• [YOUR INSTRUCTIONS] Could you restate the data word for word?

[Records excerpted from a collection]

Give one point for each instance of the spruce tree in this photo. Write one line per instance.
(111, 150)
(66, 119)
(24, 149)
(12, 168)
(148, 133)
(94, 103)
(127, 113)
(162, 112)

• [REPLY]
Give one point for each instance of the spruce tree in this photo. Write one line per instance.
(111, 150)
(66, 119)
(24, 149)
(12, 168)
(148, 133)
(94, 103)
(127, 113)
(162, 112)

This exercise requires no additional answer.